_Entries provided_
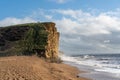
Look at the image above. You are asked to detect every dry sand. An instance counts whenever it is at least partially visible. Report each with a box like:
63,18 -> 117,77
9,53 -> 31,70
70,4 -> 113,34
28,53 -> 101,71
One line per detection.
0,56 -> 88,80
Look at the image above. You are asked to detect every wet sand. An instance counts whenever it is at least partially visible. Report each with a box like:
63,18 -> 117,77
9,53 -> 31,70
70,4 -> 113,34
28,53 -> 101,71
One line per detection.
0,56 -> 88,80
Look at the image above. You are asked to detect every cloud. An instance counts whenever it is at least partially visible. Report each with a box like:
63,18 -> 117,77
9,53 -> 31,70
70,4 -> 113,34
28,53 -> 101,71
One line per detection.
1,8 -> 120,54
104,40 -> 110,43
53,9 -> 120,36
49,0 -> 72,4
0,17 -> 36,26
45,9 -> 120,54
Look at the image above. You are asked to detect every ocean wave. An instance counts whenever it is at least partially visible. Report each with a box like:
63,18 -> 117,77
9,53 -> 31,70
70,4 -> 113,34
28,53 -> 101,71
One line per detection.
60,54 -> 120,74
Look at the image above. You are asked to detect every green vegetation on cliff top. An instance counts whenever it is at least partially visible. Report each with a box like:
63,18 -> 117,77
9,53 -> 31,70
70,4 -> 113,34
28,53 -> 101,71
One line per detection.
0,22 -> 49,56
17,23 -> 48,55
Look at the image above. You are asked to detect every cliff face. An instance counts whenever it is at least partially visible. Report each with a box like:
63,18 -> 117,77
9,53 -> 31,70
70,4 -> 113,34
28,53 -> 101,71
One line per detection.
43,22 -> 59,58
0,22 -> 59,58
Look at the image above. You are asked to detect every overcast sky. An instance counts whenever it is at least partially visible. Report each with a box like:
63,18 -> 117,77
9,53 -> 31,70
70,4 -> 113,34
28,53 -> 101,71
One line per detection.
1,0 -> 120,54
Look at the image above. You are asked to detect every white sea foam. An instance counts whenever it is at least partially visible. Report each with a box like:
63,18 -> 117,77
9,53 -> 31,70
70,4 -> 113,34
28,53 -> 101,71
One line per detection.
95,68 -> 120,74
60,54 -> 120,74
60,54 -> 77,62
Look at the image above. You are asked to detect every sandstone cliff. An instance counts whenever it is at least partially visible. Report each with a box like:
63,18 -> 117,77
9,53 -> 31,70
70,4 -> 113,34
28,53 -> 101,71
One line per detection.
0,22 -> 59,58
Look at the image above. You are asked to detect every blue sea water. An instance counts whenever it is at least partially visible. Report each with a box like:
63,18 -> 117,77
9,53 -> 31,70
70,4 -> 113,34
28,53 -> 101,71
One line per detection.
60,53 -> 120,80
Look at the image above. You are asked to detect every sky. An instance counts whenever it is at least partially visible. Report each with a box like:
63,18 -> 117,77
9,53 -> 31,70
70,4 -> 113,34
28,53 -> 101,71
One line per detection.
1,0 -> 120,55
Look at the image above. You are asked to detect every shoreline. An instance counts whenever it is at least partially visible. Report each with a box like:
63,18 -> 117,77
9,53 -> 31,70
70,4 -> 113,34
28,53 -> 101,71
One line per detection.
64,61 -> 120,80
60,54 -> 120,80
0,56 -> 89,80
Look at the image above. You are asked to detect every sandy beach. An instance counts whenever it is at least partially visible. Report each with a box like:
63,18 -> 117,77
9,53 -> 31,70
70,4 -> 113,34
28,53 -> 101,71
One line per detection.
0,56 -> 88,80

_Task instructions_
Please reproduce the records above exactly and leave any picture behind.

_Answer to the exercise_
Look at the image above. You are asked to detect every dry sand. An instance counts whenever it is at least partially visible. Report each with a box like:
63,18 -> 117,77
9,53 -> 31,70
70,4 -> 113,34
28,53 -> 101,71
One line per detection.
0,56 -> 88,80
Look at the image above. You are asked to detect every wet sand. An instance counts whenever it is at least partially visible. Report each with a box like:
63,18 -> 117,77
9,53 -> 31,70
70,4 -> 113,34
28,53 -> 101,71
One line per detection.
0,56 -> 88,80
Look at the image above. You are asked to detect every cloud. An instance counts whenever it is at least partially visible. Report each with a box like:
63,18 -> 117,77
9,53 -> 31,70
70,4 -> 113,34
28,53 -> 101,71
One line per detection.
1,8 -> 120,54
104,40 -> 110,43
53,9 -> 120,36
49,0 -> 72,4
0,17 -> 36,26
45,9 -> 120,54
Look at the image above. You are asked to detect every ocean wave. An instance counts whenever it is at least partially visible. Report each with a box like:
63,18 -> 117,77
9,53 -> 31,70
70,4 -> 113,34
28,53 -> 101,71
One line per detection.
60,54 -> 120,74
Look at the image above. You are asked to detect every green vegetation on cliff top. An instance counts whenever it is at least partially visible. Report each with a box like:
63,18 -> 117,77
9,53 -> 31,70
70,4 -> 113,34
28,53 -> 101,71
One line per detection.
0,22 -> 49,56
17,23 -> 48,55
Look at the image above. You are asked to detect every cliff face. An instance counts whenever it is at least partially visible. Report each with a box like:
63,18 -> 117,77
9,53 -> 31,70
70,4 -> 113,34
28,53 -> 101,71
One line per detection.
43,22 -> 59,58
0,22 -> 59,58
Look at the image above. You are asked to detect every overcast sky. An instance counts whenever it is at least partially visible. Report each with a box like:
63,18 -> 117,77
9,53 -> 31,70
70,4 -> 113,34
28,53 -> 101,71
One line per detection.
1,0 -> 120,54
Look at the image above. You are asked to detect every white sea foam. An instance counts whenever it is at least partially visible. Report each with a box like:
63,18 -> 117,77
9,53 -> 31,70
70,4 -> 113,34
28,53 -> 101,71
One line per detection.
95,68 -> 120,74
60,54 -> 120,74
60,54 -> 77,62
Look at the image above. You are asked to detect every sandstone cliff. An instance counts whenever it is at least partially visible. Report each with a box like:
63,18 -> 117,77
9,53 -> 31,70
70,4 -> 113,34
28,53 -> 101,71
One line per detection.
0,22 -> 59,58
Look at the image above. You are asked to detect every blue sea water. An instance counts whenever it is at least partially visible. Report each with a box like:
63,18 -> 117,77
9,53 -> 31,70
70,4 -> 113,34
28,53 -> 101,71
One line per detection.
60,53 -> 120,80
Look at the image above. You are asked to detect every sky. An instance counts whenever it is at least partially visible. Report each with a box like:
63,18 -> 117,77
9,53 -> 31,70
70,4 -> 113,34
28,53 -> 101,71
One line per detection.
1,0 -> 120,55
Look at the image above. You are asked to detect every shoreline. An instance counts whenever it is at least partially visible. Report each with a box like:
63,18 -> 117,77
9,53 -> 31,70
70,4 -> 113,34
28,53 -> 101,71
One line per detection.
64,61 -> 120,80
60,54 -> 120,80
0,56 -> 89,80
Look at the image above. You are asked to detect every sandy beach. An instance counts whenever it is at least partially visible. Report each with a box like:
63,18 -> 117,77
9,53 -> 31,70
70,4 -> 113,34
28,53 -> 101,71
One line per detection.
0,56 -> 88,80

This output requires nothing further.